Work instructions:
Your answer should be the lines below from the one holding "Mark one point on every instance of the leafy" through the one holding "Mark one point on every instance of the moss-covered", copied exactly and with nothing else.
----- Data provided
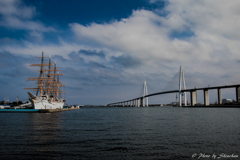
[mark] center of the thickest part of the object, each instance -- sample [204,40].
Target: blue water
[121,133]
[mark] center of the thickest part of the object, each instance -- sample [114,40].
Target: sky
[107,49]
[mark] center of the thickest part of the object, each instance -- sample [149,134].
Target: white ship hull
[40,103]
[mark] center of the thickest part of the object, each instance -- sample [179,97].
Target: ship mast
[47,83]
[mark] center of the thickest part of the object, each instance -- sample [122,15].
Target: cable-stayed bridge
[181,91]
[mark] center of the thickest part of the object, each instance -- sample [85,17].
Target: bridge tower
[145,100]
[182,82]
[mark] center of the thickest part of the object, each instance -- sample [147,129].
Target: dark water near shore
[121,133]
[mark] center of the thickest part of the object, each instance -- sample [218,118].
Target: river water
[122,133]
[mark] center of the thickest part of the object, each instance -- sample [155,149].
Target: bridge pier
[238,94]
[219,96]
[193,95]
[206,97]
[141,102]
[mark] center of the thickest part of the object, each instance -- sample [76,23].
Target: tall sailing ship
[47,94]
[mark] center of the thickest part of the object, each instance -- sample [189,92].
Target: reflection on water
[44,130]
[120,133]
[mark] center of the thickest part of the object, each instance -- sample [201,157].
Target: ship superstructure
[48,93]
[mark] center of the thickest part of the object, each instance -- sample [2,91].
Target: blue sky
[107,49]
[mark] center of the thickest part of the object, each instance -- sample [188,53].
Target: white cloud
[15,14]
[145,34]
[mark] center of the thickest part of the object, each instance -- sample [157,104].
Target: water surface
[121,133]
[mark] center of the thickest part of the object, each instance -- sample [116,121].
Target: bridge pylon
[145,100]
[182,82]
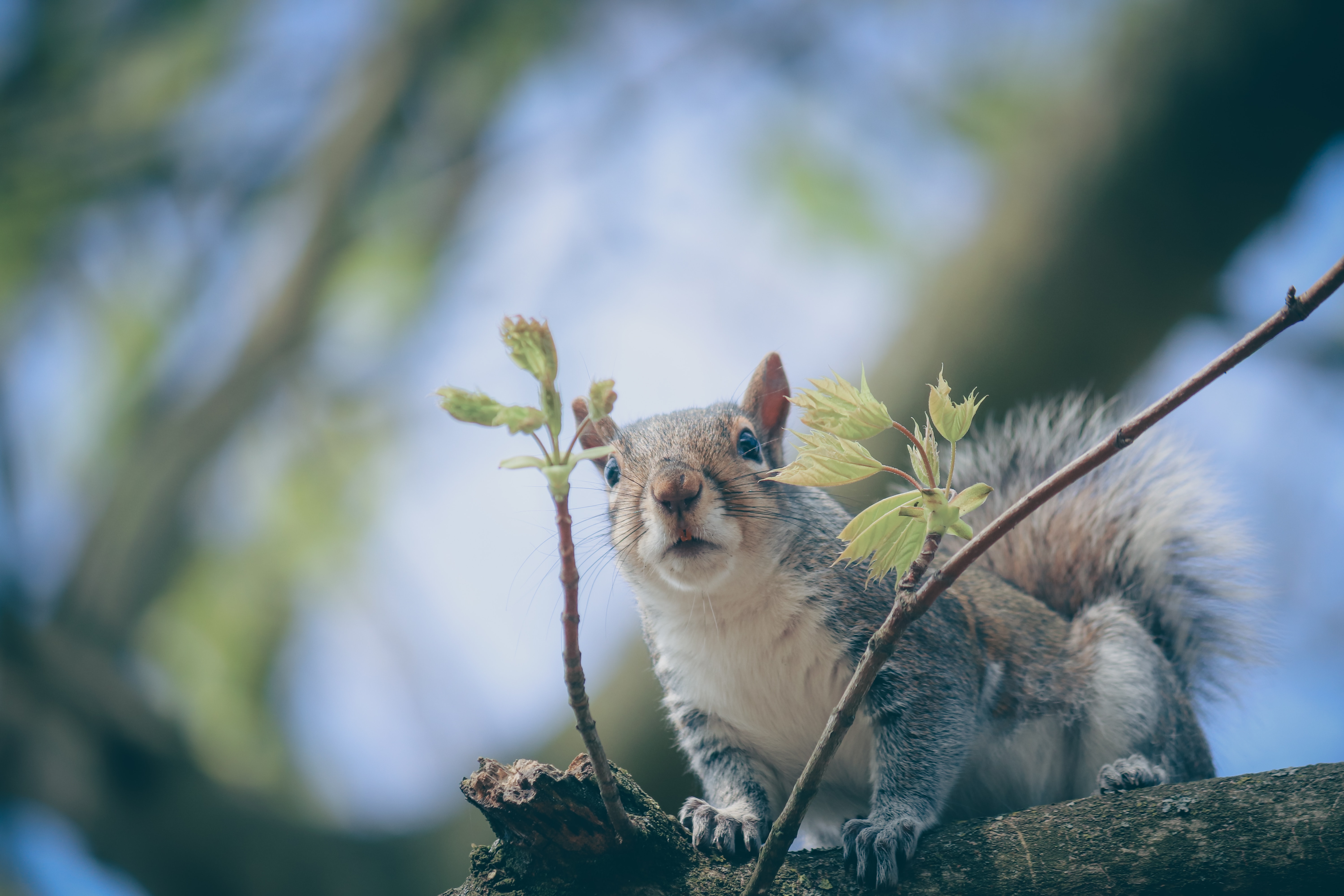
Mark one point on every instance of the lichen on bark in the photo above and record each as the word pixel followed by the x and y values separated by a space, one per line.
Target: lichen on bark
pixel 1271 832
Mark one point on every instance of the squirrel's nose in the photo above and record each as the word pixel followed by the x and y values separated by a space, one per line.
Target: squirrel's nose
pixel 677 491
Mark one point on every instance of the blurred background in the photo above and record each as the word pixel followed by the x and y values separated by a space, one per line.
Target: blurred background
pixel 263 604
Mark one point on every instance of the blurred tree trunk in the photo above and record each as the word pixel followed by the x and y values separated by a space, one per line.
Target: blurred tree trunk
pixel 1114 224
pixel 1116 221
pixel 76 730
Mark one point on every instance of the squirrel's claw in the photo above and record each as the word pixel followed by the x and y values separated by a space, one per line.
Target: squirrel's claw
pixel 725 832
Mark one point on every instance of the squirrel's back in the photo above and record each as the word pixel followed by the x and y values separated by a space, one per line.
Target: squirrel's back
pixel 1062 661
pixel 1148 527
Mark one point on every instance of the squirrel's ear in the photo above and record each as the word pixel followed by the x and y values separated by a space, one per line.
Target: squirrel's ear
pixel 767 401
pixel 600 433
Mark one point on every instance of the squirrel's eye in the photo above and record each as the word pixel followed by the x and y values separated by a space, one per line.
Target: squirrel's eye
pixel 749 448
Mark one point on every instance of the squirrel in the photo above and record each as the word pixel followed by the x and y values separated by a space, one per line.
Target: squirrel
pixel 1064 663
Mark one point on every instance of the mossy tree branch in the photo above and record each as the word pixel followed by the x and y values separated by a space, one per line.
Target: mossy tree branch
pixel 1269 832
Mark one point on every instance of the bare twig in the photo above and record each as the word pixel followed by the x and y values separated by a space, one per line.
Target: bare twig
pixel 575 678
pixel 911 608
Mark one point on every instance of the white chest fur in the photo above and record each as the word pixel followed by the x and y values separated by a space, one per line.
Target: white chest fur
pixel 761 664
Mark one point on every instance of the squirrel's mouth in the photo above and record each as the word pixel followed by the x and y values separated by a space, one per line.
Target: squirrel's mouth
pixel 689 546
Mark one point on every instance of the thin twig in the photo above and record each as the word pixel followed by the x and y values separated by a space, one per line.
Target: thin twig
pixel 933 477
pixel 575 441
pixel 575 679
pixel 911 608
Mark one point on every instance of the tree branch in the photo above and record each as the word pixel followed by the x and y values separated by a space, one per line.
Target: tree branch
pixel 907 609
pixel 1264 834
pixel 575 676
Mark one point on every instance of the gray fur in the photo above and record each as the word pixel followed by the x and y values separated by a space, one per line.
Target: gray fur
pixel 1150 527
pixel 993 702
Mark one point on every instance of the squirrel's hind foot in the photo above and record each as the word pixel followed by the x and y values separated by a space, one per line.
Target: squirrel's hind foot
pixel 732 831
pixel 1130 774
pixel 876 848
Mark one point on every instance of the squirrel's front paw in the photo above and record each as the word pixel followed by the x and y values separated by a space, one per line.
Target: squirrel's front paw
pixel 726 831
pixel 876 846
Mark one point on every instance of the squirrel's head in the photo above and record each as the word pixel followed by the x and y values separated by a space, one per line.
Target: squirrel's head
pixel 685 489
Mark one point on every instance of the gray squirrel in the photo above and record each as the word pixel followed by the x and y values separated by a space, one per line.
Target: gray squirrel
pixel 1062 663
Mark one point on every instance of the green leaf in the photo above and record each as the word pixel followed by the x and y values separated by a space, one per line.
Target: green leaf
pixel 954 421
pixel 941 515
pixel 532 347
pixel 874 514
pixel 593 453
pixel 878 534
pixel 838 408
pixel 552 408
pixel 931 445
pixel 829 460
pixel 601 400
pixel 470 408
pixel 519 418
pixel 522 461
pixel 558 479
pixel 970 499
pixel 898 554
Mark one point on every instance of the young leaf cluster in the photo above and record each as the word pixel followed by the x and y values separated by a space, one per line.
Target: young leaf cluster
pixel 890 532
pixel 532 347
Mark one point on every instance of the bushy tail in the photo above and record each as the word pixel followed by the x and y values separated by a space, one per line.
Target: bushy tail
pixel 1146 526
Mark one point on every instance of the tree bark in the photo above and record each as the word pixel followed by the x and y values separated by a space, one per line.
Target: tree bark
pixel 1269 832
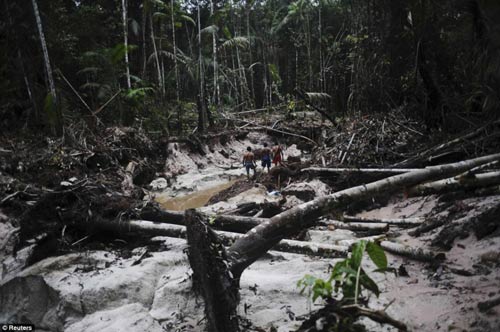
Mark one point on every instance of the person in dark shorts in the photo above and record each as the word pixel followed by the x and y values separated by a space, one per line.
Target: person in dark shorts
pixel 278 155
pixel 266 157
pixel 249 161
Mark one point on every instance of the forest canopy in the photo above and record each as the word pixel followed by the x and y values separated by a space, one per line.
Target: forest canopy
pixel 174 65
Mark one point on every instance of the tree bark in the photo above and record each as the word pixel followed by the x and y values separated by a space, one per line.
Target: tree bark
pixel 228 238
pixel 224 222
pixel 263 237
pixel 174 45
pixel 211 277
pixel 58 126
pixel 372 228
pixel 125 41
pixel 388 171
pixel 389 221
pixel 418 254
pixel 455 184
pixel 157 57
pixel 202 113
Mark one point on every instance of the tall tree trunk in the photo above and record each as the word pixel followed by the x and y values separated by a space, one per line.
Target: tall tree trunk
pixel 309 60
pixel 252 88
pixel 157 58
pixel 174 43
pixel 202 114
pixel 214 56
pixel 28 88
pixel 322 80
pixel 144 43
pixel 125 41
pixel 58 125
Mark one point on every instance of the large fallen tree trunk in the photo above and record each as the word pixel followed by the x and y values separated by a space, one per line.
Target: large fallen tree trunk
pixel 387 171
pixel 249 247
pixel 228 238
pixel 226 222
pixel 260 239
pixel 454 184
pixel 390 221
pixel 418 254
pixel 207 257
pixel 372 228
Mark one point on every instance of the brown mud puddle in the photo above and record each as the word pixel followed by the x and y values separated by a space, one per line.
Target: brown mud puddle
pixel 194 200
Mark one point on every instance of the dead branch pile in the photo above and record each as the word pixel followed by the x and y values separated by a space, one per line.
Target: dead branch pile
pixel 374 140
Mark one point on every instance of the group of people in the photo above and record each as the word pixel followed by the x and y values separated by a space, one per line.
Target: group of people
pixel 274 154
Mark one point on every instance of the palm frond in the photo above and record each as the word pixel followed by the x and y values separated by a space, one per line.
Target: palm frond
pixel 240 42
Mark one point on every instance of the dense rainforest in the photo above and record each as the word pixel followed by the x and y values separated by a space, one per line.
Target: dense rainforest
pixel 257 165
pixel 176 65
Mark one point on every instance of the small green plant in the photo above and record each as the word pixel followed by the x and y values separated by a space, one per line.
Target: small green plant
pixel 347 275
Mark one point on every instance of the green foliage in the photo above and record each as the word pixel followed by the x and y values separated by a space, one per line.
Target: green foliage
pixel 347 276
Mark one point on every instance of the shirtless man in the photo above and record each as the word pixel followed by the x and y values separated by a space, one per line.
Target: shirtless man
pixel 266 157
pixel 248 161
pixel 278 155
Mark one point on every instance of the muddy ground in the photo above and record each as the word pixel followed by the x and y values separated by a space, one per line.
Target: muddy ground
pixel 96 281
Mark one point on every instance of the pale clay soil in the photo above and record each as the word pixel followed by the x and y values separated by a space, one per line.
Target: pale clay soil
pixel 101 291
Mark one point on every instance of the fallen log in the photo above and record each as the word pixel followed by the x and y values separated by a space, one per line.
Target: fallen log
pixel 487 305
pixel 226 222
pixel 211 278
pixel 263 237
pixel 427 154
pixel 349 243
pixel 418 254
pixel 228 238
pixel 390 221
pixel 455 184
pixel 388 171
pixel 270 129
pixel 357 227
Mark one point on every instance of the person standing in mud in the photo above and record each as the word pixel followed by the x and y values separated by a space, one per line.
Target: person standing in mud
pixel 277 154
pixel 266 157
pixel 249 161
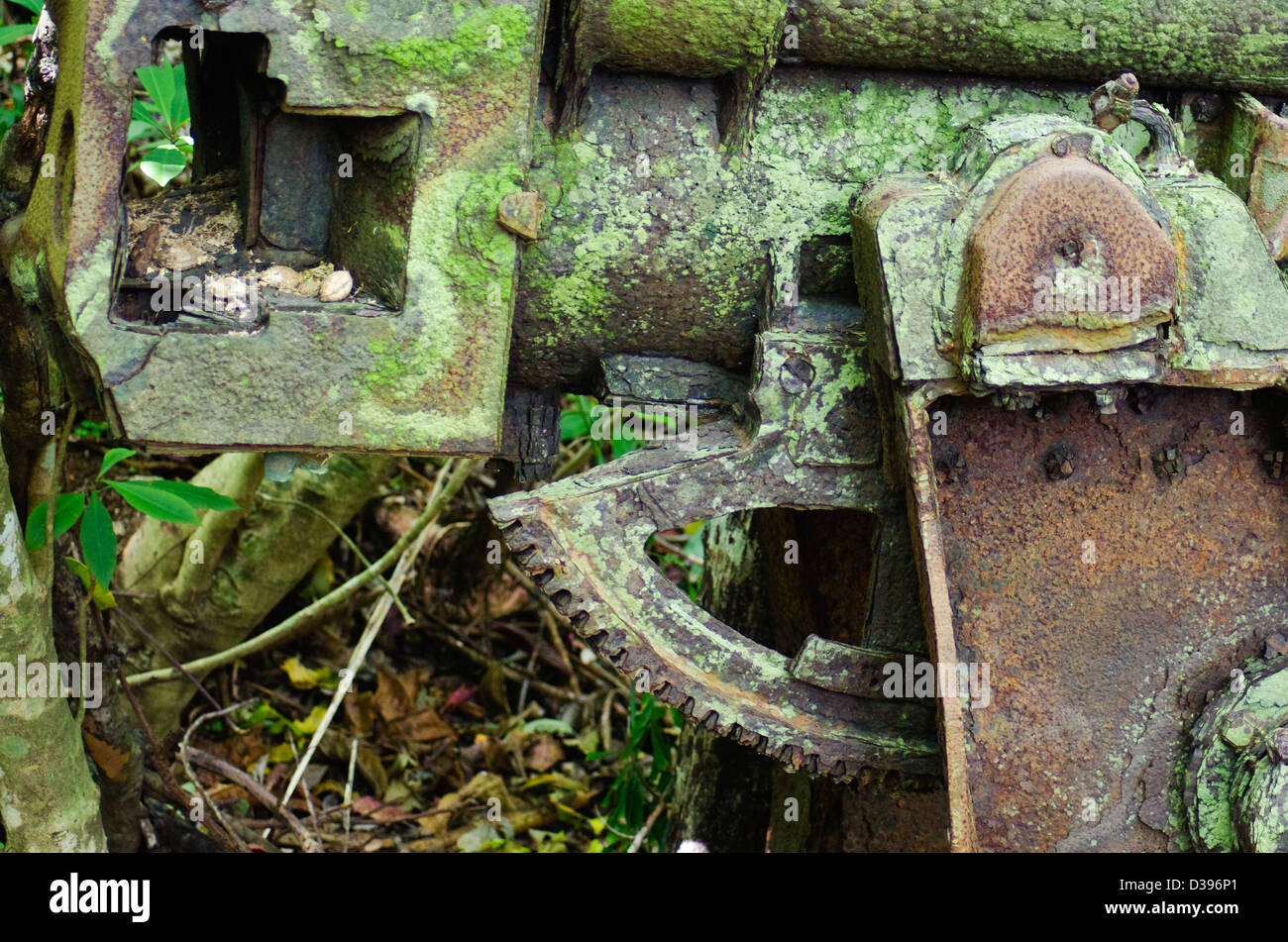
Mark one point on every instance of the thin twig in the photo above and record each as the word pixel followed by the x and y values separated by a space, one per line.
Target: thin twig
pixel 648 825
pixel 304 618
pixel 348 790
pixel 348 542
pixel 192 777
pixel 266 798
pixel 374 623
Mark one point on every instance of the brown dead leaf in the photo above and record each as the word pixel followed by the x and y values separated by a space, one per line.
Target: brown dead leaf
pixel 542 753
pixel 107 757
pixel 421 726
pixel 395 693
pixel 360 708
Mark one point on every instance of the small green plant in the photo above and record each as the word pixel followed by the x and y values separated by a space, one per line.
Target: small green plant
pixel 683 563
pixel 579 418
pixel 160 123
pixel 21 31
pixel 645 775
pixel 175 502
pixel 9 35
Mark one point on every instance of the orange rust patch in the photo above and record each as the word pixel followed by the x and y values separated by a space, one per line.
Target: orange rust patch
pixel 1065 216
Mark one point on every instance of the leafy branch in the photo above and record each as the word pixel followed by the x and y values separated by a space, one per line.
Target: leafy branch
pixel 175 502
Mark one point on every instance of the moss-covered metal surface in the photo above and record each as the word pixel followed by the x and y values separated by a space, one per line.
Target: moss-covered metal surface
pixel 656 241
pixel 459 80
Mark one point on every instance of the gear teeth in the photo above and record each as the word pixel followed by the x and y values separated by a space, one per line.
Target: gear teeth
pixel 537 551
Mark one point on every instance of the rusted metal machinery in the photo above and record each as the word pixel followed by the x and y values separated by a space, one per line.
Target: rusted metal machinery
pixel 1034 323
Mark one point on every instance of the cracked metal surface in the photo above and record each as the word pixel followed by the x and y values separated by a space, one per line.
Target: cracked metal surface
pixel 1059 218
pixel 584 542
pixel 816 446
pixel 1108 603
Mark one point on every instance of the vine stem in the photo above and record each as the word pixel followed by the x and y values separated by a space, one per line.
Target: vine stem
pixel 303 619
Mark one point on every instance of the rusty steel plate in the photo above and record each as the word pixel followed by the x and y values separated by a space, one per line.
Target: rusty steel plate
pixel 1111 569
pixel 1067 218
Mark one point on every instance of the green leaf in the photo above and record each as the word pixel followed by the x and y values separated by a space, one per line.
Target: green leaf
pixel 98 541
pixel 163 163
pixel 67 510
pixel 548 725
pixel 101 597
pixel 114 457
pixel 35 533
pixel 13 34
pixel 143 123
pixel 196 495
pixel 572 425
pixel 147 498
pixel 161 86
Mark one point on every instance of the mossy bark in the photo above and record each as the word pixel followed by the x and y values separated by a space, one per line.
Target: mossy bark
pixel 48 798
pixel 202 589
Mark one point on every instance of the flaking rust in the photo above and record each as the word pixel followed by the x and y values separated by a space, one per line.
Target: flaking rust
pixel 1029 275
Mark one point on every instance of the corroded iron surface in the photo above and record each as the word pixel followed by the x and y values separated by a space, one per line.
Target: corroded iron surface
pixel 1108 603
pixel 1065 220
pixel 584 542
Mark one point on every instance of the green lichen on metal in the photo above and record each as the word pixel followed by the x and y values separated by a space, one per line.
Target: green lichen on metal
pixel 488 38
pixel 1231 309
pixel 1234 785
pixel 625 238
pixel 438 103
pixel 1194 46
pixel 695 38
pixel 13 748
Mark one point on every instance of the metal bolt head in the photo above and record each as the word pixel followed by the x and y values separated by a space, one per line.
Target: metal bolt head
pixel 795 374
pixel 1059 463
pixel 1279 744
pixel 1240 728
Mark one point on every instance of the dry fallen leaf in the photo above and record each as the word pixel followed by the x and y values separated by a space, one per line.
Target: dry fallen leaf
pixel 542 753
pixel 421 726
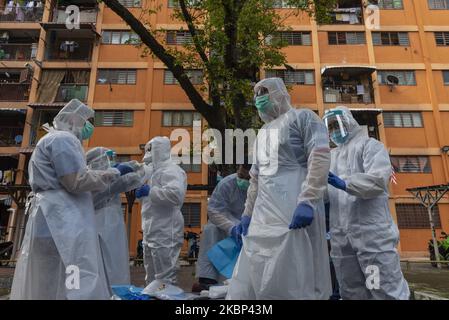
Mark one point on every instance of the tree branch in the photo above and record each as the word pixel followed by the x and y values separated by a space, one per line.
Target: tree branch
pixel 207 111
pixel 193 32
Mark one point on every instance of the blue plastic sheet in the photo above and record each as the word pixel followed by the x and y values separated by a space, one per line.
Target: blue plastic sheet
pixel 130 293
pixel 223 256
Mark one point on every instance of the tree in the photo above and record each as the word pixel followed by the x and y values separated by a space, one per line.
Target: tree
pixel 228 42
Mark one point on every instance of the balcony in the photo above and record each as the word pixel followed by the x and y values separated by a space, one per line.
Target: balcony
pixel 348 84
pixel 18 51
pixel 87 15
pixel 10 136
pixel 15 91
pixel 347 12
pixel 21 14
pixel 67 92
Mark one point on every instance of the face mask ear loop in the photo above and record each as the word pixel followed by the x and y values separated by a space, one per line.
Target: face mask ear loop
pixel 342 128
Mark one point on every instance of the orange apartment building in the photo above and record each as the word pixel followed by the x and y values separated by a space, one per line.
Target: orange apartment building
pixel 43 65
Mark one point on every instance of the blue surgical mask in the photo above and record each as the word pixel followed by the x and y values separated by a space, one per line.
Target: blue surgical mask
pixel 263 103
pixel 337 138
pixel 87 131
pixel 243 184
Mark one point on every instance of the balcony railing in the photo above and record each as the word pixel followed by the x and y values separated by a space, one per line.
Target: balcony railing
pixel 70 50
pixel 14 91
pixel 67 92
pixel 20 14
pixel 16 51
pixel 347 16
pixel 87 15
pixel 347 94
pixel 10 136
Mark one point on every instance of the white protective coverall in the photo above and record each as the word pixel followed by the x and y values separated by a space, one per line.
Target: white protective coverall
pixel 363 233
pixel 162 219
pixel 290 166
pixel 224 209
pixel 60 256
pixel 109 217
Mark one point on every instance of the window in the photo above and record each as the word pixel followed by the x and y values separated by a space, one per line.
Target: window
pixel 415 216
pixel 114 118
pixel 442 38
pixel 175 3
pixel 179 118
pixel 390 4
pixel 446 77
pixel 130 3
pixel 411 164
pixel 438 4
pixel 340 38
pixel 406 78
pixel 293 77
pixel 196 76
pixel 403 119
pixel 292 38
pixel 122 158
pixel 391 39
pixel 191 167
pixel 116 76
pixel 192 214
pixel 119 37
pixel 178 37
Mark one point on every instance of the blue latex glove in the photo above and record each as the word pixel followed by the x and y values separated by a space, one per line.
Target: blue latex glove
pixel 236 233
pixel 336 181
pixel 245 224
pixel 124 169
pixel 143 191
pixel 302 217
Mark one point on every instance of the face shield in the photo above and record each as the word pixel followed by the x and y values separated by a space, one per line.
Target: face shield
pixel 99 162
pixel 335 121
pixel 112 156
pixel 147 158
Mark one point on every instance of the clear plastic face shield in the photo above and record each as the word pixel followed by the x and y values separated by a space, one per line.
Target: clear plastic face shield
pixel 112 156
pixel 147 158
pixel 335 122
pixel 100 162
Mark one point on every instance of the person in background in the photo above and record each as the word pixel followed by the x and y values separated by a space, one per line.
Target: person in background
pixel 162 220
pixel 224 210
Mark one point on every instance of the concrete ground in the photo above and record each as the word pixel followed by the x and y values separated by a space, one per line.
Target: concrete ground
pixel 422 277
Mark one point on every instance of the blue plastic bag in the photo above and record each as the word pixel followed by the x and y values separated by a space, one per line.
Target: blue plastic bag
pixel 130 293
pixel 223 256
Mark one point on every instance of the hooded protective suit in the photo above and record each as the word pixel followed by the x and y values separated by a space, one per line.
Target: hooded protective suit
pixel 363 234
pixel 224 209
pixel 109 217
pixel 290 166
pixel 162 219
pixel 60 256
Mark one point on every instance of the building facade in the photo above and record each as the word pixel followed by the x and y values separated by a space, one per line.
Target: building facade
pixel 394 77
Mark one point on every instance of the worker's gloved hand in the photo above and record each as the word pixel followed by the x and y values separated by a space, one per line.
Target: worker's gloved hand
pixel 143 191
pixel 302 217
pixel 124 169
pixel 335 181
pixel 236 233
pixel 244 222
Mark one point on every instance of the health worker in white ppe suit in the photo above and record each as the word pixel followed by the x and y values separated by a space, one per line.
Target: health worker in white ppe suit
pixel 162 220
pixel 224 210
pixel 109 215
pixel 363 234
pixel 284 254
pixel 60 256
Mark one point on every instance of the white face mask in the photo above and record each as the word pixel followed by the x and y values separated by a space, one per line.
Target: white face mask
pixel 147 158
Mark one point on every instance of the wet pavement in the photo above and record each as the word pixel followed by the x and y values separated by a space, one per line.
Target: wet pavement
pixel 421 277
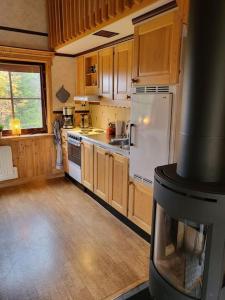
----------
Result for this task:
Mark one point on every instance of the leafy branch in the photo above and record each as the word pixel followed by the x and y values separated by a space, one per line.
Target: leafy branch
pixel 175 502
Mark one point on every instance of the moss-covered metal surface in the photo above and record each as the word pixel followed by the x and y values separated by a space, one per line.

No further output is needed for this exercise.